**Exercice proposé 1:** Recopiez à l'identique les entrées, depuis leur début jusqu'à la ligne contenant « 126), (26, 132)]] » comprise, en laissant de côté les images.

**Extrait:**
>>>

Épistémologie bachelardienne
Avec Bachelard, c’est la transition même d’une étape à une autre, qui devient le problème: pour autant que l’on peut concevoir une épistémologie génétique spécialisée dans l’étude de l’accroissement comme tel des connaissances, l'oeuvre de Bachelard constitue la soudure la plus intime entre l’analyse historique et la préoccupation génétique, par la précision avec laquelle il localise le problème épistémologique dans les transformations elles-mêmes. I.E.G.II, pp. 316-317.

<<<

(Éléments de données)
>>>

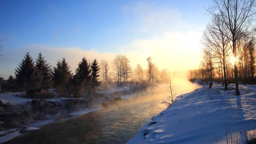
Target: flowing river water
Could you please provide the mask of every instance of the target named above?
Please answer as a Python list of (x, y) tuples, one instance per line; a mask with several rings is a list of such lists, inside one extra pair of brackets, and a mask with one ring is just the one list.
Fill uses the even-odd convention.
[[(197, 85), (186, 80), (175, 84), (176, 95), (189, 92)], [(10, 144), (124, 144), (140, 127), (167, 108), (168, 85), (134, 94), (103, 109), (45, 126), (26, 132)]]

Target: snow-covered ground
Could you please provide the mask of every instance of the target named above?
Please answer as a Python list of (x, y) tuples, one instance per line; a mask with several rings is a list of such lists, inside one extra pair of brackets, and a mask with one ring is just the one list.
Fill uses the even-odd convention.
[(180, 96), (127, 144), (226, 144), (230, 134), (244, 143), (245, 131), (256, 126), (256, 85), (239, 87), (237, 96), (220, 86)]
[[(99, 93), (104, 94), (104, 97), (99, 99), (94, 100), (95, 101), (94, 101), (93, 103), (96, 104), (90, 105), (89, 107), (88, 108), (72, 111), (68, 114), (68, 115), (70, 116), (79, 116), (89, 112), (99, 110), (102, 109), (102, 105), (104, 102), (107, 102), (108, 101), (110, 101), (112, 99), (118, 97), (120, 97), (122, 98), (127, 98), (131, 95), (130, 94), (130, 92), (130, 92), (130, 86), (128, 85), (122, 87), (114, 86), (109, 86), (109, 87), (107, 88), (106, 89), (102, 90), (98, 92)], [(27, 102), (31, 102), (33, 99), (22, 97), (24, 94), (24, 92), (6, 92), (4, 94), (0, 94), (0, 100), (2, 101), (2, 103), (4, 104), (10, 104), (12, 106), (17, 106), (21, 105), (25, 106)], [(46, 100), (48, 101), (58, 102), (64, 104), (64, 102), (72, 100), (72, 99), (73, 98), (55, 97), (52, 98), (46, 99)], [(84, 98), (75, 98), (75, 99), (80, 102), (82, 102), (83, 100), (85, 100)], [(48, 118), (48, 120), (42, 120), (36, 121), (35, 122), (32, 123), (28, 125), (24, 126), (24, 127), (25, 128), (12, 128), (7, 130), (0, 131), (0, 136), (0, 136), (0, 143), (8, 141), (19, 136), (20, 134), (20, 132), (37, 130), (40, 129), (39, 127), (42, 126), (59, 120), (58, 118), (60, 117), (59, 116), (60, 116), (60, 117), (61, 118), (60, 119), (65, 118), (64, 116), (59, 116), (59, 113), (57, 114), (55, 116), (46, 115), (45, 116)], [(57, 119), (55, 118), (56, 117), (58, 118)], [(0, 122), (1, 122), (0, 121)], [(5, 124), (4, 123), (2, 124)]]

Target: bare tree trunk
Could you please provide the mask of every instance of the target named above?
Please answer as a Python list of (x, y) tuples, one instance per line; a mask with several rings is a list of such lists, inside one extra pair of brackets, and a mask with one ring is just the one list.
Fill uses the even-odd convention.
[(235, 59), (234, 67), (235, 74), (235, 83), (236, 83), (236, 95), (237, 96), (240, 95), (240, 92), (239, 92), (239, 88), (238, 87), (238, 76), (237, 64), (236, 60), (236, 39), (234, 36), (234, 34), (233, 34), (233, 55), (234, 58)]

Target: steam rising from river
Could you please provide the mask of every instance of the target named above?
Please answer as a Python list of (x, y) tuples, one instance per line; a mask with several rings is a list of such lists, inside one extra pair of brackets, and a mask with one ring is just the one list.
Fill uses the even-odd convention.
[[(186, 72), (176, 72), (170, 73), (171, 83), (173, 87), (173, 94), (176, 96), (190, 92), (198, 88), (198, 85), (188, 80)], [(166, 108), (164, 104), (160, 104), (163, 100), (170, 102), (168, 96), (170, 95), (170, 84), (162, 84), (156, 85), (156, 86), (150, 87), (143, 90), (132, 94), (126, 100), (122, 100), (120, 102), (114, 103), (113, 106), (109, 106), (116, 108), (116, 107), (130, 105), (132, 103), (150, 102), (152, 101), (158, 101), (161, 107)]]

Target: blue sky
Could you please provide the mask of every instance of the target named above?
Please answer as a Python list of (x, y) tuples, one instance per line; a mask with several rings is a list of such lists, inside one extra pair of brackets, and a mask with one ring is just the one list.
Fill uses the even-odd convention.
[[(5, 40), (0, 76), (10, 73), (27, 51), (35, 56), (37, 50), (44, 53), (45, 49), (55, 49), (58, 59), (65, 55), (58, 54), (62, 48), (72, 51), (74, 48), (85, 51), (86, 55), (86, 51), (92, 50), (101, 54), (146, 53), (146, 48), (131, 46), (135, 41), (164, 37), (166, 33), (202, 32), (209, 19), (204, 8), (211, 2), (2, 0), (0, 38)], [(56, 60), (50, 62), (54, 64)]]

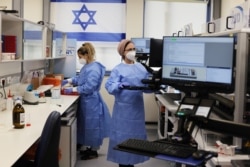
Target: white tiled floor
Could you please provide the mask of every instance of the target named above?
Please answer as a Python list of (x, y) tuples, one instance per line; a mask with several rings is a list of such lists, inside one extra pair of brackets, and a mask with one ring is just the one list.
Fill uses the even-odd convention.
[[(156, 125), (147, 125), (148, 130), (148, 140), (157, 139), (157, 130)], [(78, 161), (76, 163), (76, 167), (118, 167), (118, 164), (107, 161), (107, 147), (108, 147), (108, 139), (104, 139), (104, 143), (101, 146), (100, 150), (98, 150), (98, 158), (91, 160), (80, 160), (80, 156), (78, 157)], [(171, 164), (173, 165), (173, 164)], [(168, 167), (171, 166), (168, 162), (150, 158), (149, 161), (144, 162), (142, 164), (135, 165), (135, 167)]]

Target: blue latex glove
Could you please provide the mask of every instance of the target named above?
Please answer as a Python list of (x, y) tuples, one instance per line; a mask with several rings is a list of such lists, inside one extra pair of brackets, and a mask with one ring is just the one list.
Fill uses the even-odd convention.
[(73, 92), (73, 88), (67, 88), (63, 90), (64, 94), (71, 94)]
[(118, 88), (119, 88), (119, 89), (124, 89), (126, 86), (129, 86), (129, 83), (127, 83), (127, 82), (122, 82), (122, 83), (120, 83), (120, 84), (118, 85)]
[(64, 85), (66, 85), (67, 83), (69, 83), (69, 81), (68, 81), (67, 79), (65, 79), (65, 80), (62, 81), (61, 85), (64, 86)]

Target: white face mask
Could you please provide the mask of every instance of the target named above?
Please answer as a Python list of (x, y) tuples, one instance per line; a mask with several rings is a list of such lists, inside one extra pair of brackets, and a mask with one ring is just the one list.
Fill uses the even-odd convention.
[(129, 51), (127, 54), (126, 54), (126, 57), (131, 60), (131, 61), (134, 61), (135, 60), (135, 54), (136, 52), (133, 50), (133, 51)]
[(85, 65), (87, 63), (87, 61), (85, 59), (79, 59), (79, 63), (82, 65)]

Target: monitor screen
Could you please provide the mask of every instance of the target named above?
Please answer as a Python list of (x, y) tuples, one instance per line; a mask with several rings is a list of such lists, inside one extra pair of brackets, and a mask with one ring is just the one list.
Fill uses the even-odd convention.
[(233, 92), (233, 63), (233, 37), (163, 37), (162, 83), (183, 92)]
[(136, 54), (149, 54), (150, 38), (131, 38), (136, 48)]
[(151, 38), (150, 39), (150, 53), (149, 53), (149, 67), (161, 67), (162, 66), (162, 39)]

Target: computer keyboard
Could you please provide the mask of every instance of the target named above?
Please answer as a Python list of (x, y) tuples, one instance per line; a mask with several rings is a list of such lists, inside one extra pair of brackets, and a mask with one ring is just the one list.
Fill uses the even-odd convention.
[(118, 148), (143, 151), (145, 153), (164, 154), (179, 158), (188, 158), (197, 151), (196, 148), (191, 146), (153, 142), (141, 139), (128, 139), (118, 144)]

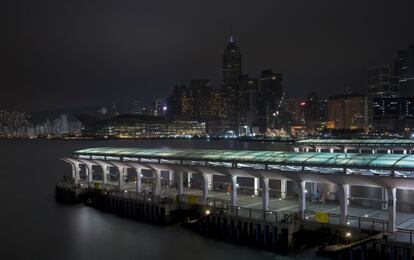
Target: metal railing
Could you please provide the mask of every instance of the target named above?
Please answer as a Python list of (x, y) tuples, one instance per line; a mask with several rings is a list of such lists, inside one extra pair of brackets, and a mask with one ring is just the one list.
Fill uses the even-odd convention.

<<<

**Exercice proposé 2:** Transcrivez mot pour mot l'extrait sur Bachelard, de « Épistémologie bachelardienne » jusqu'à « I.E.G.II, pp. 316-317. » inclus.

**Résultat attendu 1:**
Target: flowing river water
Could you please provide the mask of every instance of the target named above?
Please answer as a Python list of (x, y) tuples, one instance per line; a mask with several rings is a list of such lists, inside one extra pair of brackets, and a mask with one ring is just the one list.
Fill uses the even-odd convention.
[[(197, 85), (186, 80), (175, 84), (176, 95), (189, 92)], [(10, 144), (124, 144), (140, 127), (167, 108), (168, 85), (134, 94), (103, 109), (45, 126), (26, 132)]]

**Résultat attendu 2:**
Épistémologie bachelardienne
Avec Bachelard, c’est la transition même d’une étape à une autre, qui devient le problème: pour autant que l’on peut concevoir une épistémologie génétique spécialisée dans l’étude de l’accroissement comme tel des connaissances, l'oeuvre de Bachelard constitue la soudure la plus intime entre l’analyse historique et la préoccupation génétique, par la précision avec laquelle il localise le problème épistémologique dans les transformations elles-mêmes. I.E.G.II, pp. 316-317.